### EXERCISE BRIEF:
Write out the full listing below exactly as given.

(DATA PROVIDED begins)

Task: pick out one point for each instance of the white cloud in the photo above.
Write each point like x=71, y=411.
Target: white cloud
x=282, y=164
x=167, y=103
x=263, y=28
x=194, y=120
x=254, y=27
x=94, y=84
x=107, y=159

(DATA PROVIDED ends)

### SOLVED PROBLEM:
Task: pick out one point for each instance of the white cloud in the photo above.
Write each point like x=71, y=411.
Target: white cloud
x=282, y=164
x=167, y=103
x=263, y=28
x=194, y=120
x=254, y=27
x=94, y=84
x=107, y=159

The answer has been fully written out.